Passage shown
--------------------

I did the same thing the other day. If you put a texting smilie face it will come up as a picture. Like this  that's a colon with a ending parenthesis.


----------



## Regina L (Jul 6, 2013)

Blessings4Mommy said:


> I did the same thing the other day. If you put a texting smilie face it will come up as a picture. Like this  that's a colon with a ending parenthesis.


Thanks Blessings


----------



## kjohnstone (Mar 30, 2013)

Hmmm, no limit to time, money, or space, and yet limited to one breed (added to existing flock?)...Well, sorry, but I need 2 breeds, I can't imagine my dream flock with only 1 of these, Chantaclers (all colors) and Cream Legbars (for blue eggs). Of course, I have neither.


----------



## kessy09 (Jun 16, 2013)

--------------------

Record excerpts
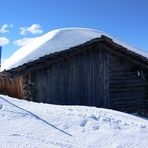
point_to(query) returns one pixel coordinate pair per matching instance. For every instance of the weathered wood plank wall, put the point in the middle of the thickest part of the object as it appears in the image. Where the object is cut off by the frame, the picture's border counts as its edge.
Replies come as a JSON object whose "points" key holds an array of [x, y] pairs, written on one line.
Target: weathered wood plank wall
{"points": [[78, 80], [127, 87]]}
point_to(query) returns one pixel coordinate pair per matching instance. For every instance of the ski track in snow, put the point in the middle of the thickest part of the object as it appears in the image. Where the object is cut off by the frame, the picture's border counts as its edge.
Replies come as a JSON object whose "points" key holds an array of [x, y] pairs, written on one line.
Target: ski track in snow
{"points": [[22, 125], [35, 116]]}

--------------------

The tasks
a) Duplicate the portion of the forum thread starting at "## kjohnstone (Mar" and ending at "(Jun 16, 2013)".
b) Answer these questions using the forum thread:
(i) According to Blessings4Mommy, what does a texting smilie face come up as?
(ii) What date appears beside Regina L's post?
(iii) Which breed does kjohnstone want for blue eggs?
c) Write the next part of the forum thread, picking up from its last line.
The data shown above is separate material and not part of the forum thread.

Solved problems
a)
## kjohnstone (Mar 30, 2013)

Hmmm, no limit to time, money, or space, and yet limited to one breed (added to existing flock?)...Well, sorry, but I need 2 breeds, I can't imagine my dream flock with only 1 of these, Chantaclers (all colors) and Cream Legbars (for blue eggs). Of course, I have neither.


----------



## kessy09 (Jun 16, 2013)

b)
(i) A picture.
(ii) Jul 6, 2013.
(iii) Cream Legbars.

c)
kjohnstone said:


> Hmmm, no limit to time, money, or space, and yet limited to one breed (added to existing flock?)...Well, sorry, but I need 2 breeds, I can't imagine my dream flock with only 1 of these, Chantaclers (all colors) and Cream Legbars (for blue eggs). Of course, I have neither.


I have both of those! Lol and they are my least favorite. Weird how that happens. The Chanteclers are mean and the Cream Legbars are so bloody fast and skittish.

I would choose Sussex (any color) or Blue laced Red Wyandottes. I've struggled with my Wyandotte's attitude but things are very good now.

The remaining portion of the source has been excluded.